» WHAT THE TASK ASKS: Leave every picture out, and write out the remaining entries exactly.
==== SOURCE MATERIAL ====
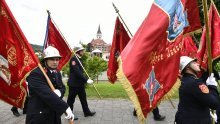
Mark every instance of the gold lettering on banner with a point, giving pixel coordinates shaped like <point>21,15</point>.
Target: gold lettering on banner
<point>156,57</point>
<point>11,56</point>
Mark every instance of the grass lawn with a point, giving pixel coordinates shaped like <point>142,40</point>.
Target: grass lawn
<point>108,90</point>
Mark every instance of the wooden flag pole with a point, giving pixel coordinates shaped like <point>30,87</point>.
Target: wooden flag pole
<point>87,74</point>
<point>51,85</point>
<point>208,39</point>
<point>117,11</point>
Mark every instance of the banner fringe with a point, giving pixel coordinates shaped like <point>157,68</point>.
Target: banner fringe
<point>131,93</point>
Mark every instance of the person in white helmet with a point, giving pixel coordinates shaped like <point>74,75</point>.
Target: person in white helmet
<point>196,96</point>
<point>46,106</point>
<point>77,81</point>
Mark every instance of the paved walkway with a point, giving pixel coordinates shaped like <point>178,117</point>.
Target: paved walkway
<point>108,111</point>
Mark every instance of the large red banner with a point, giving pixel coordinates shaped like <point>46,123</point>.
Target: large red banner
<point>17,59</point>
<point>149,64</point>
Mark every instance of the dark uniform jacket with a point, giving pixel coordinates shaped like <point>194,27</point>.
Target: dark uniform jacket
<point>195,101</point>
<point>76,77</point>
<point>44,106</point>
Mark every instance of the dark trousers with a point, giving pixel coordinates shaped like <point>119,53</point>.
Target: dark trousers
<point>80,91</point>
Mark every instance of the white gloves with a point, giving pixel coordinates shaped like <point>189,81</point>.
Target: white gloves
<point>211,80</point>
<point>69,114</point>
<point>57,92</point>
<point>89,81</point>
<point>214,116</point>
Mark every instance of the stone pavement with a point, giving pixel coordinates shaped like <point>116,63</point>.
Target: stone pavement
<point>108,111</point>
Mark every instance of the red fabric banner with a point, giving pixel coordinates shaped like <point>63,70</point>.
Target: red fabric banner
<point>189,47</point>
<point>120,40</point>
<point>149,64</point>
<point>17,59</point>
<point>54,38</point>
<point>214,25</point>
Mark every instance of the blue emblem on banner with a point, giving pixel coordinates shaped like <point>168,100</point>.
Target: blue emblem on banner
<point>177,15</point>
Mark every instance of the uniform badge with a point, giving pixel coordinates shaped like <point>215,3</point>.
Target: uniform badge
<point>73,63</point>
<point>204,88</point>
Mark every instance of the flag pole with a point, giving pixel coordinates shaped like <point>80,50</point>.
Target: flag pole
<point>117,11</point>
<point>51,86</point>
<point>74,54</point>
<point>208,39</point>
<point>87,74</point>
<point>208,43</point>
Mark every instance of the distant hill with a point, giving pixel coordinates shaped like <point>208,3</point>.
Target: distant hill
<point>37,47</point>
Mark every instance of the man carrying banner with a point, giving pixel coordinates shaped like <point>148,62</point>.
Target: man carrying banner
<point>77,81</point>
<point>196,97</point>
<point>46,106</point>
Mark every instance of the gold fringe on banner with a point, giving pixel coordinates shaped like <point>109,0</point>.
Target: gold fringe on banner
<point>130,91</point>
<point>173,91</point>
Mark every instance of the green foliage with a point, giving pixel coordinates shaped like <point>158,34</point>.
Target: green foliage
====
» ANSWER TO THE PROBLEM:
Mark every instance of the gold lettering on banner with a point, giving pixel coordinates shaped like <point>21,15</point>.
Target: gold lettering on banner
<point>156,57</point>
<point>11,56</point>
Mark every instance of the grass lawn with a point, giving pixel coordinates shaped like <point>142,40</point>.
Target: grass lawn
<point>108,90</point>
Mark every instance of the wooden flag pole with a point, giving pixel coordinates shaped like <point>30,87</point>.
Target: wooden flag pole
<point>87,74</point>
<point>51,85</point>
<point>208,39</point>
<point>117,11</point>
Mark every instance of the banner fringe with a point, giving pixel coordinates shaped like <point>157,68</point>.
Target: banner fringe
<point>131,93</point>
Mark every instance of the person in white helmet with a point, giving pixel coordinates shaped like <point>74,75</point>.
Target: person in white helmet
<point>196,96</point>
<point>46,106</point>
<point>77,81</point>
Mark every instance of the paved walkway with a point, giving pixel coordinates shaped like <point>178,117</point>.
Target: paved walkway
<point>108,111</point>
Mark every instance of the large red banner with a point, giving pixel coordinates shaped like <point>46,123</point>.
Target: large red banner
<point>17,59</point>
<point>149,64</point>
Mark every instance of the dark uniform jacket with a point, giving pixel coordinates shaped like <point>194,27</point>.
Target: dark uniform jacket
<point>195,101</point>
<point>76,77</point>
<point>44,106</point>
Mark every instance of the dark trousers with a point, giving pixel coordinates shaped like <point>119,53</point>.
Target: dark trousers
<point>80,91</point>
Mark every instance of the white gloves with a point, giving pixel coordinates shaped like <point>189,81</point>.
Target: white gloves
<point>211,80</point>
<point>69,114</point>
<point>57,92</point>
<point>89,81</point>
<point>214,116</point>
Mark every instance of the stone pavement with a point, giving pixel coordinates shaped like <point>116,63</point>.
Target: stone pavement
<point>108,111</point>
Mark every instance of the red fabric banner with a point, giving pixel coordinates shaped like <point>63,70</point>.
Target: red fabric banner
<point>189,47</point>
<point>120,40</point>
<point>149,64</point>
<point>17,59</point>
<point>54,38</point>
<point>214,25</point>
Mark every instance of the blue emblem on banner with a point, giving pixel coordinates shaped like <point>168,100</point>.
Target: blue emblem on banner
<point>177,15</point>
Mark every instance of the uniform badge with a point, giving pixel coordinates shaped like <point>215,3</point>.
Target: uniform badge
<point>73,63</point>
<point>204,88</point>
Mark every instance of the flag pole with a point, giving pixel coordinates shaped like <point>80,50</point>.
Target: flag pole
<point>117,11</point>
<point>51,86</point>
<point>74,54</point>
<point>208,39</point>
<point>87,74</point>
<point>208,43</point>
Mark every instance of the distant hill with a point, giving pixel coordinates shaped like <point>208,3</point>.
Target: distant hill
<point>37,47</point>
Mark every instance of the man carrying banner with a point, giving pixel coordinates shaped like <point>148,62</point>.
Target: man carrying banner
<point>77,81</point>
<point>196,97</point>
<point>46,106</point>
Mark every instance of the gold fringe on banner with a point, giving pixel coordinates shaped like <point>109,0</point>.
Target: gold fringe on banner
<point>130,91</point>
<point>173,91</point>
Mark every instance of the green foliage with a point, giving pixel coordinates shaped like <point>158,34</point>.
Target: green foliage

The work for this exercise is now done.